L’hyperactivité n’est pas un trouble héréditaire, mais il existe un terrain génétique incontestable.
Des troubles comorbides fréquents.
Les troubles comorbides sont fréquents chez l’enfant : des troubles de l’apprentissage (dyslexie, dysorthographie, troubles de la coordination motrice), des troubles anxieux, des tics, des troubles oppositionnels avec provocation.
A l’adolescence, les hyperactifs sont des sujets à risque : risque de commencer plus tôt que les autres à fumer du tabac et d’autres substances toxiques, risque d’une association des troubles à une dépression, à des troubles anxieux, à l’usage de psychotropes, et, pour certains, évolution vers des troubles des conduites avec mensonges, vols, agressions... Au total, de 10 à 20 % des enfants hyperactifs ont des comportements préoccupants, antisociaux, violents à l’adolescence.
Instabilité professionnelle et affective chez l’adulte.
L’évolution se fait plutôt vers une diminution spontanée naturelle, de l’agitation, au moment de la puberté ; mais les autres symptômes, impulsivité et déficit attentionnel, peuvent persister jusqu’à l’âge adulte.
Un enfant hyperactif sur deux va en effet garder des symptômes à l’âge adulte, une impulsivité, un déficit attentionnel qui ont un retentissement important sur la vie quotidienne.
Les adultes qui viennent consulter le font pour deux motifs principaux : parce que le diagnostic a été posé chez un de leurs enfants, parce qu’ils souffrent de déficit attentionnel et que leurs recherches sur Internet les ont conduits à faire un autodiagnostic.
A QI égal, ces adultes rencontrent plus de difficultés à suivre des études universitaires, plus de difficultés à s’installer, ils souffrent plus que les autres d’instabilité affective, le taux de divorces est plus élevé, ils ont des expériences sexuelles plus tôt, un risque d’accident et d’infraction au code de la route plus important à cause du déficit attentionnel et un taux plus élevé de dépressions, d’anxiété, de troubles bipolaires et d’une façon générale de troubles de la personnalité. Ceux ayant un trouble des conduites associé sont plus à risque de toxicomanie et d’installation d’une personnalité antisociale.
Le traitement, efficace, utilise des psychostimulants, Ritaline et Concerta, qui contiennent la même molécule, le méthylphénidate, qui est la seule disponible en France alors qu’aux Etats-Unis les amphétamines sont également utilisées, ainsi que l’atomoxétine.
Le taux de succès, de 75 à 80 %, est en fait, en partie, lié à l’existence ou non de comorbidités. Si la situation sociale familiale est bonne et s’il n’existe pas de troubles des conduites, l’effet est généralement assez spectaculaire.
Hyperactivité et dépression.
Le problème est un peu différent chez l’adulte qui avant tout veut comprendre la raison de ses difficultés. Souvent il est soulagé et déjà satisfait si le diagnostic est posé. Savoir qu’il n’est ni paresseux ni stupide peut être une première étape du traitement et l’aider à faire face. La prévalence des troubles comorbides est fréquente chez les adultes, anxiété, abus de substances toxiques, troubles de la personnalité et, surtout, dépression, la consultation étant parfois motivée par un épisode dépressif surajouté. Il faut discuter la prise en charge de la dépression et la prise en charge de l’hyperactivité : psychothérapie, psychoéducation et coaching, qui est important pour permettre au patient d’affronter les situations et de s’organiser. Le traitement médicamenteux peut être efficace également chez l’adulte.
D’après un entretien avec le Dr François Bange, hôpital Robert-Debré, Paris.
Deux livres
- Comprendre et soigner l'hyperactivité chez l'adulte de François Bange et Marie-Christine Mouren. Editions Dunod ; collection psychothérapies
- Hyperactivité de l'enfant à l'âge adulte de Manuel Bouvard, Marie-France Le Heuzey, Marie-Christine Mouren-Simeoni. Editions Doin.

> Données
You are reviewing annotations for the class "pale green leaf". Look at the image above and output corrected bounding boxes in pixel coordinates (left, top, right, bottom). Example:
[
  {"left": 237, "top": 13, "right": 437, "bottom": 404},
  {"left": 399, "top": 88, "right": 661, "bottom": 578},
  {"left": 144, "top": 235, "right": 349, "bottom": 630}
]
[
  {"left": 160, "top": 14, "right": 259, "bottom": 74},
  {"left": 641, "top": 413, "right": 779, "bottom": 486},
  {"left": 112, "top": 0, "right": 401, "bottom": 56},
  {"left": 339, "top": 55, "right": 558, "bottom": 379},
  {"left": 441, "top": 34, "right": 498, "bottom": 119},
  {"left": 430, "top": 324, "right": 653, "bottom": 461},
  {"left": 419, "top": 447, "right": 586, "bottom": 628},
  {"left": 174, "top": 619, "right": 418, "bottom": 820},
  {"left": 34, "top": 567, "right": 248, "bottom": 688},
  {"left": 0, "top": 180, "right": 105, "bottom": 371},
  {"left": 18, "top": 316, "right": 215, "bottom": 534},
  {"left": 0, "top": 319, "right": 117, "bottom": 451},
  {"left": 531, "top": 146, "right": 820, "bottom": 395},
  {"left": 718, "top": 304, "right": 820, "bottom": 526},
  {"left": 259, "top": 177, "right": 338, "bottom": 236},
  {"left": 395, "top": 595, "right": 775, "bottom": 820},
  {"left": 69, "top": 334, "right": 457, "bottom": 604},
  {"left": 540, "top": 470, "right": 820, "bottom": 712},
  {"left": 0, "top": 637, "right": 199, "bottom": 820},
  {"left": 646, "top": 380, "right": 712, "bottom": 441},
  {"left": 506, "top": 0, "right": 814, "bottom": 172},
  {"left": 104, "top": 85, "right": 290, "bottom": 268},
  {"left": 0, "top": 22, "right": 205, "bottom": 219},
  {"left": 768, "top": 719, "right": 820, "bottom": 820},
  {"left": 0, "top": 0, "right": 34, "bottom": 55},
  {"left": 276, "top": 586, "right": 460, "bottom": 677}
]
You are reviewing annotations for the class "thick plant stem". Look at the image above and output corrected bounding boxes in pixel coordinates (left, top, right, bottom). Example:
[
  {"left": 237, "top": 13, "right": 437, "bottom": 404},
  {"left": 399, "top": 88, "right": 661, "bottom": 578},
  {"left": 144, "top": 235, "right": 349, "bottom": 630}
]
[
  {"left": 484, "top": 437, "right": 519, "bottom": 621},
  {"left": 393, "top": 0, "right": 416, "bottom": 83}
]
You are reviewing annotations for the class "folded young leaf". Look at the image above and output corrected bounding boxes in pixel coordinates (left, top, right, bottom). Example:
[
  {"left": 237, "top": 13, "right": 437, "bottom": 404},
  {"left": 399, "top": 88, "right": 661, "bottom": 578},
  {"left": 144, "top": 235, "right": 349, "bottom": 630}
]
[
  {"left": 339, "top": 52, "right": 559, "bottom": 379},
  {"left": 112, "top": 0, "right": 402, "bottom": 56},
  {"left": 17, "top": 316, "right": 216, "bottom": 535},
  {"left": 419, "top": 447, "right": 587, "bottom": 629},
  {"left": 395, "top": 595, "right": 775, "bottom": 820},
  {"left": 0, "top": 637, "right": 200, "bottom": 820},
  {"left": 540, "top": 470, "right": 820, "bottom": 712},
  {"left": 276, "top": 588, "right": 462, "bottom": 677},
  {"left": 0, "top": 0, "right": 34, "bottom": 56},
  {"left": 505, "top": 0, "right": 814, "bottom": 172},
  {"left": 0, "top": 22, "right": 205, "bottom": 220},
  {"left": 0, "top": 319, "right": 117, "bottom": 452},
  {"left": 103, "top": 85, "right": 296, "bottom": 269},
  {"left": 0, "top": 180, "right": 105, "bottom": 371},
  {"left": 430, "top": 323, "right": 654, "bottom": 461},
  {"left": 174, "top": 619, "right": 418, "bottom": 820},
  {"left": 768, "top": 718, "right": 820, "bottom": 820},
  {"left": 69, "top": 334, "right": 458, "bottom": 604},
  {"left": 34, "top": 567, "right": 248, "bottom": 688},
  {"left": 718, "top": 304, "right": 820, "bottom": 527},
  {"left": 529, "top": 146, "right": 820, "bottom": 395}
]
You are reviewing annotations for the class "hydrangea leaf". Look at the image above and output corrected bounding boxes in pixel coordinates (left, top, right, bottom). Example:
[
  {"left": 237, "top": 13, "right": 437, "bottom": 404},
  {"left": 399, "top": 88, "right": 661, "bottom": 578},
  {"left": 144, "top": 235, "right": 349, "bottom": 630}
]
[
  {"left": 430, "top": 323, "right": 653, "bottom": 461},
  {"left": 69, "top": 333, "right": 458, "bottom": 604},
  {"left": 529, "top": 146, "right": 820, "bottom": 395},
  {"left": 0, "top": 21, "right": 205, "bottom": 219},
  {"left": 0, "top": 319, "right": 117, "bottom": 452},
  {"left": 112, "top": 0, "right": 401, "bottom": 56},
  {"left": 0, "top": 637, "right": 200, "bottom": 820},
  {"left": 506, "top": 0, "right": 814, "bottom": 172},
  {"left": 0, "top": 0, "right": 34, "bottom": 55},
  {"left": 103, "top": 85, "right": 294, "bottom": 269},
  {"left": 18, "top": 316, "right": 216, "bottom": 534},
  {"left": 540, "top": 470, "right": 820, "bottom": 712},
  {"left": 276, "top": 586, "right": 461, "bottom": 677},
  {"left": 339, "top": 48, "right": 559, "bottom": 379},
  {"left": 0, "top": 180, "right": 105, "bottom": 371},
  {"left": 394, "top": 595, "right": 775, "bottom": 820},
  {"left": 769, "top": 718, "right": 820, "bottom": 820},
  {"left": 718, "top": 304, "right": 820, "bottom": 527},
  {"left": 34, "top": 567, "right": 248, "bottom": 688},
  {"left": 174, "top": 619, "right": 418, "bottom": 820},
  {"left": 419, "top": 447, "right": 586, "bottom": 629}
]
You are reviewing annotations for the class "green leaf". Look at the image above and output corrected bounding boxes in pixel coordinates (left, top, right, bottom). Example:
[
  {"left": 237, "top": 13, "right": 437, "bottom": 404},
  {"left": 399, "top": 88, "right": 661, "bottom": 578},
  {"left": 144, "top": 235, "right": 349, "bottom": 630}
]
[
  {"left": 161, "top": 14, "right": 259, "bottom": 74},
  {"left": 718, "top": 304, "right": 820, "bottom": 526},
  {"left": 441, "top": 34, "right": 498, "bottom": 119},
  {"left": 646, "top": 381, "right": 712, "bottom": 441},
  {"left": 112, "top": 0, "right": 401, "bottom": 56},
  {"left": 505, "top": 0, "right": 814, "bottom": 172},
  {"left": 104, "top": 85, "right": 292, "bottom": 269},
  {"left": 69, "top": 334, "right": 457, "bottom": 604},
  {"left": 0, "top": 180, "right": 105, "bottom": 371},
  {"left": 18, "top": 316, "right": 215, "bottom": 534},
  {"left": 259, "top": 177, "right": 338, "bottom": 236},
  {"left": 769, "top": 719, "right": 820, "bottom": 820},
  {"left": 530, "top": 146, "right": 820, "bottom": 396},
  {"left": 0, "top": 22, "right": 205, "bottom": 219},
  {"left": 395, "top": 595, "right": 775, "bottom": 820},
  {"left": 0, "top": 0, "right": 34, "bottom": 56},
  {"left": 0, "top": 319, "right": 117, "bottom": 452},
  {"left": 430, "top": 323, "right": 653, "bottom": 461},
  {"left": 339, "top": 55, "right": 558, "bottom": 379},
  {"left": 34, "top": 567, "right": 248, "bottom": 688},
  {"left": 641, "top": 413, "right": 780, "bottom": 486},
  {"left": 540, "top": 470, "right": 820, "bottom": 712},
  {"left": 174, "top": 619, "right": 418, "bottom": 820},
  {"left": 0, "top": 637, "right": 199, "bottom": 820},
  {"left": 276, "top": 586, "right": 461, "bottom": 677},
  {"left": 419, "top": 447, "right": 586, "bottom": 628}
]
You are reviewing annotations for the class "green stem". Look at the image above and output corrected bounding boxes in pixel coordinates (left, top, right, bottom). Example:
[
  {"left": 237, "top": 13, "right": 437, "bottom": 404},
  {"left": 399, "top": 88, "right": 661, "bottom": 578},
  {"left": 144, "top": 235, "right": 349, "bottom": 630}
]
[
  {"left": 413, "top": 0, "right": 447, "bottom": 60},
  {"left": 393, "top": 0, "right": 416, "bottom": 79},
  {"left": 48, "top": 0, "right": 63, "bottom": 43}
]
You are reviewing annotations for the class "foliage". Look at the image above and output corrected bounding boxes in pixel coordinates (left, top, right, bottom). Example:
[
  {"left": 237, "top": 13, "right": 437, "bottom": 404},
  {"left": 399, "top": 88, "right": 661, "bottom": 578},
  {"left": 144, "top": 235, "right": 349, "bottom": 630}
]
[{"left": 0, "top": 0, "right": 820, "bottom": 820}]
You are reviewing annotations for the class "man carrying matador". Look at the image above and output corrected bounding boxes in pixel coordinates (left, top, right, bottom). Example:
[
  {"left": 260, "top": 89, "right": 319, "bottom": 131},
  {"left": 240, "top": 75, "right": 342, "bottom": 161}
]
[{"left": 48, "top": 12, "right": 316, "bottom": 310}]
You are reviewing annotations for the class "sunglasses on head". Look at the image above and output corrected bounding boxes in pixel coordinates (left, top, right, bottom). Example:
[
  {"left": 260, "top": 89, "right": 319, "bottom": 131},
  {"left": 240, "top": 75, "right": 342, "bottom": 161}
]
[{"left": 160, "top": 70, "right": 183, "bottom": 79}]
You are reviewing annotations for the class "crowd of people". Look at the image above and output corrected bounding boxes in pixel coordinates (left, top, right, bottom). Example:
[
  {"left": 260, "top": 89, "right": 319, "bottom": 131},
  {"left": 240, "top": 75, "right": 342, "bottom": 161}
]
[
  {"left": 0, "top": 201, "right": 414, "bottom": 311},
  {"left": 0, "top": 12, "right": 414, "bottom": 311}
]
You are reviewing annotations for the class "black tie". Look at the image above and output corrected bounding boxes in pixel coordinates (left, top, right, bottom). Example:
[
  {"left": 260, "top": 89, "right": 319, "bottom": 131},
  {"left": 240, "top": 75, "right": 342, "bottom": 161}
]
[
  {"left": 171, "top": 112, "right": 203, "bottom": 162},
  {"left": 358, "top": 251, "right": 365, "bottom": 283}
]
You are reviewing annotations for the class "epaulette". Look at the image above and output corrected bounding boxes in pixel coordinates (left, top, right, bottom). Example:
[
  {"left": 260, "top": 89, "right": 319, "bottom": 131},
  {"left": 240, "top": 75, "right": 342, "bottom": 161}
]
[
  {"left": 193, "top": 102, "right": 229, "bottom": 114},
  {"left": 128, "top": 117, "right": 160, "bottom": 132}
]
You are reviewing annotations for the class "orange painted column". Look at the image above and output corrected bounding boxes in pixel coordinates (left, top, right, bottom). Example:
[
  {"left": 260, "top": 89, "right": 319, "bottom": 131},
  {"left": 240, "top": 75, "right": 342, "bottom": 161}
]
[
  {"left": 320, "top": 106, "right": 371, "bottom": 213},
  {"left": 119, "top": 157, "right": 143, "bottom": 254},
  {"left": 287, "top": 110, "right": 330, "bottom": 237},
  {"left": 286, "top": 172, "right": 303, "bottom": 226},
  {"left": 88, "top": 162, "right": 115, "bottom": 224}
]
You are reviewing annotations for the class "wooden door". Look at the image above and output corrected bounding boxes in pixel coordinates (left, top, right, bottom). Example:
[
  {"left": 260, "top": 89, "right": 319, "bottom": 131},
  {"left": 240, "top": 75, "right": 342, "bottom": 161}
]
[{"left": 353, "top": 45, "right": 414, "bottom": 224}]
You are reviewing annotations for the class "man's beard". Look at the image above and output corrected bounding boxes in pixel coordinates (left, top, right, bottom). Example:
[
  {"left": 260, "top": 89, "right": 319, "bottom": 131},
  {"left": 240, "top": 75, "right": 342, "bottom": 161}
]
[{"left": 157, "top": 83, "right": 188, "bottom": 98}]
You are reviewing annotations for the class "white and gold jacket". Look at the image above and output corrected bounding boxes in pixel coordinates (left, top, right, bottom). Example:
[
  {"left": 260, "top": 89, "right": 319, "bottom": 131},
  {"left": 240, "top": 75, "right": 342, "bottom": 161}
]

> Problème à résoudre
Recopiez fidèlement, dans le texte sur l'hyperactivité, tout ce qui va de « Hyperactivité et dépression. » jusqu'à « également chez l’adulte. ».

> Corrigé de l'exercice
Hyperactivité et dépression.
Le problème est un peu différent chez l’adulte qui avant tout veut comprendre la raison de ses difficultés. Souvent il est soulagé et déjà satisfait si le diagnostic est posé. Savoir qu’il n’est ni paresseux ni stupide peut être une première étape du traitement et l’aider à faire face. La prévalence des troubles comorbides est fréquente chez les adultes, anxiété, abus de substances toxiques, troubles de la personnalité et, surtout, dépression, la consultation étant parfois motivée par un épisode dépressif surajouté. Il faut discuter la prise en charge de la dépression et la prise en charge de l’hyperactivité : psychothérapie, psychoéducation et coaching, qui est important pour permettre au patient d’affronter les situations et de s’organiser. Le traitement médicamenteux peut être efficace également chez l’adulte.